───── SOURCE ─────

But his delight is in the law of the LORD,
And in His law he meditates day and night.
a. His delight is in the law of the LORD: Throughout Psalms, the phrase law of the LORD is used to describe God’s entire word, not only the “law” portion of the first five books of the Bible. The righteous man is delighted with the word of God!
i. What makes you happy? What gets you excited? This is a good way to see what is important to you. If personal pleasure is the only thing that makes you happy, then you are a selfish, self-centered person. If being with your family or friends delights you, that can be better, but it still falls short. The righteous man finds his delight…in the law of the LORD.
ii. Martin Luther said that he could not live in paradise without the word of God, but he could live well enough in hell with it.
iii. “Man must have some delight, some supreme pleasure. His heart was never meant to be a vacuum. If not filled with the best things, it will be filled with the unworthy and disappointing.” (Spurgeon)
iv. If a person delights in something, you don’t have to beg him to do it or to like it. He will do it all by himself. You can measure your delight for the word of God by how much you hunger for it.

───── DATASET ─────

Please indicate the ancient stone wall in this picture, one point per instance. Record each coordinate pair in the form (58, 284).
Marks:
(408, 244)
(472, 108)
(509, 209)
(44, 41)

─────

- _REQUESTS_
a. According to the psalm commentary, what does the phrase "law of the LORD" describe throughout Psalms?
b. Go on with the psalm commentary from the point where it ends, picking up after its last sentence.

- _ANSWERS TO EACH TASK_
a. It describes God's entire word, not only the "law" portion of the first five books of the Bible.

b.
b. In His law he meditates day and night: The righteous man ponders the word of God. He does not just hear it and forget it; he thinks about it. Christians should meditate on God’s word!
i. In eastern meditation, the goal is to empty the mind. This is dangerous, because an empty mind may present an open invitation to deception or a demonic spirit. But in Christian meditation, the goal is to fill your mind with the word of God. This can be done by carefully thinking about each word and phrase, applying it to one’s self, and praying it back to the Lord.
ii. “Meditation chews the cud, and gets the sweetness and nutritive virtue of the Word into the heart and life: this is the way the godly bring forth much fruit.” (Ashwood, cited by Spurgeon)
iii. Many lack because they only read and do not meditate. “It is not only reading that does us good; but the soul inwardly feeding on it, and digesting it. A preacher once told me that he had read the Bible through twenty times on his knees and had never found the doctrine of election there. Very likely not. It is a most uncomfortable position in which to read. If he had sat in an easy chair he would have been better able to understand it.” (Spurgeon)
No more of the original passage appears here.